Depending on the source, gymnastics is considered one of the most dangerous sports. It is not surprising that many of my sports injury patients come from this community of athletes. Not surprisingly, back pain is, by far, the most common issue I see in gymnasts. I recently treated a young athlete with a particular injury that, had it not been properly diagnosed, could have led to catastrophic consequences.
A 14-year old female gymnast entered my office with low back pain that started a month ago after doing a practice session on the balance beam. The pain was sharp at first but eased up with OTC NSAIDs and rest. But every time she went back to practicing, her back pain would return. During our initial consultation, the patient revealed that she occasionally experienced shooting pain down her right leg, but that it doesn’t last very long. Both the back pain and occasional leg pain would occur only when sleeping on her stomach, standing for long periods, or practicing gymnastics. Sitting while at school or at home was not irritating. There was no recent history of other illness.
At this point my differential diagnosis included Herniated Disc with Radiculopathy, Subacute Facet Syndrome with Sciatica, or Spondylolysis with possible Spondylolithesis. Each of these diagnoses were plausible, however, a focused exam and proper imaging were essential to narrowing down the underlying injury and choosing the correct care path. An NMS exam also included a postural exam, squat test, and flexibility evaluation. Positive findings included a slight forward lean while standing, pain in the lumbar spine during a squat, tight hip flexors, pain during P to A palpation of the lumbar spine, positive Yoeman’s Test on the right, and a positive Stork Test bilaterally. All other tests including Leseagues, Sitting Root Test, and SLR were negative. All neurological tests were WNL.

## ASSIGNMENT A
From the case report on the gymnast's back pain, reproduce the text from "At this point" to "tests were WNL.".
## ASSIGNMENT B
Answer these questions from the case report on the gymnast's back pain:
(i) How old was the gymnast?
(ii) On what apparatus was she practicing when her low back pain started?
(iii) Which test was positive on the right side?
## ASSIGNMENT C
Pick up the case report on the gymnast's back pain after its last sentence and carry it forward.

## THE DATA
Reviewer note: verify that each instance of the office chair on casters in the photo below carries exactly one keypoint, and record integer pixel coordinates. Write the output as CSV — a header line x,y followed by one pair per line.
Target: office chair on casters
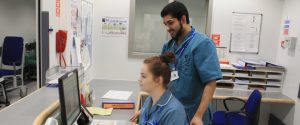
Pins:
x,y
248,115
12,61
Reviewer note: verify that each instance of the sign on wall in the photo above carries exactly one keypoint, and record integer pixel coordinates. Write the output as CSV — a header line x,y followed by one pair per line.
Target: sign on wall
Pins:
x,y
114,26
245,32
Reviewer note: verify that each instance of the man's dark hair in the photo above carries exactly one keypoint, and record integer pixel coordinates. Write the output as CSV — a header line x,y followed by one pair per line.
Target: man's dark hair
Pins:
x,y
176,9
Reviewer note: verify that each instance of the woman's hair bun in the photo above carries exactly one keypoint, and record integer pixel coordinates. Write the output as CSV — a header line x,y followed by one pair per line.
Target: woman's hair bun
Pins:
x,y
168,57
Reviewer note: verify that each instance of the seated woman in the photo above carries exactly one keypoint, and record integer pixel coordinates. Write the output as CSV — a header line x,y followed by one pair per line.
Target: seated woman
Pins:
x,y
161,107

...

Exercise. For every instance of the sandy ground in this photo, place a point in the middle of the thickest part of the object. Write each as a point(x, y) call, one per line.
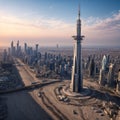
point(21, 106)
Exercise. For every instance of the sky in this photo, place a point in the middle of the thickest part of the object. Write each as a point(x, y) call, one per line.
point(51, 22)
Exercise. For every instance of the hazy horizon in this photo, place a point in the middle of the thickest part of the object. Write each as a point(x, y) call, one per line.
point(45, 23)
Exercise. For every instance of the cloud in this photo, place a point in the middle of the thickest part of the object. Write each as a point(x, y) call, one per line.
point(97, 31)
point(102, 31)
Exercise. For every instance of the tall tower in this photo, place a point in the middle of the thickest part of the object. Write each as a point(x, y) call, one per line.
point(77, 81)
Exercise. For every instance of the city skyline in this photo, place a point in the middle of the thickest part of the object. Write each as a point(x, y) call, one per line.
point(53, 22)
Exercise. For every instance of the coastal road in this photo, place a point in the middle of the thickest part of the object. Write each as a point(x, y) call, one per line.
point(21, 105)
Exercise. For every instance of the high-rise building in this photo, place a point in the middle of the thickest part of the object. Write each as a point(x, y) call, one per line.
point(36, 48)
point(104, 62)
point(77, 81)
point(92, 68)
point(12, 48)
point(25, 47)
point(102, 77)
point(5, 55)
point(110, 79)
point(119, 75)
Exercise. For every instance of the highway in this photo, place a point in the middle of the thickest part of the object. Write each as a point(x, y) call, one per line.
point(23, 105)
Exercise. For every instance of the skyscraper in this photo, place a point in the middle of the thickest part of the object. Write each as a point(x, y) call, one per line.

---

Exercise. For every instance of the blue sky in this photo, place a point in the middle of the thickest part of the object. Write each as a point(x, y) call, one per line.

## EXPECTED ANSWER A
At this point my differential diagnosis included Herniated Disc with Radiculopathy, Subacute Facet Syndrome with Sciatica, or Spondylolysis with possible Spondylolithesis. Each of these diagnoses were plausible, however, a focused exam and proper imaging were essential to narrowing down the underlying injury and choosing the correct care path. An NMS exam also included a postural exam, squat test, and flexibility evaluation. Positive findings included a slight forward lean while standing, pain in the lumbar spine during a squat, tight hip flexors, pain during P to A palpation of the lumbar spine, positive Yoeman’s Test on the right, and a positive Stork Test bilaterally. All other tests including Leseagues, Sitting Root Test, and SLR were negative. All neurological tests were WNL.

## EXPECTED ANSWER B
(i) 14 years old.
(ii) The balance beam.
(iii) Yoeman's Test.

## EXPECTED ANSWER C
It was unlikely that this athlete experienced a herniated disc because all of the space-occupying lesion tests were negative. Considering the nature of this injury, the length of time the the patient had been experiencing symptoms, and the exam results, imaging was ordered. Imaging may include x-rays, CT, MRI, or bone scan. Each of these choices would be diagnostic in this case. However, due to costs and potential authorization delays related to MRI and CT, I opted to move forward with x-ray as the best initial imaging option. A good quality 5 view x-ray would reveal if a fractured pars interarticularis and Spondylolisthesis was present. Alternatively, a bone scan would reveal if active metabolic activity in a fracture site was present.
As a Sports Chiropractor, it is important to know the mechanisms of injury of all the most common sports. If you have treated enough gymnasts (or football linemen), certain injuries resulting from repetitive extension of the lumbar spine should come to mind first. In this case, the final diagnosis was Spondylolysis with a Grade 1 Spodylolisthesis. With proper wearing of an immobilizing brace (up to 6 months), non-force chiropractic care, and physiotherapeutic modalities, a patient can experience a full recovery from this injury. Self-care in the form of core strengthening and balance training will be required once it is determined through re-imaging that the area has healed. In some cases, if the spine doesn’t heal well, or the Spodylolisthesis is severe, surgical consultation for fusion would be required.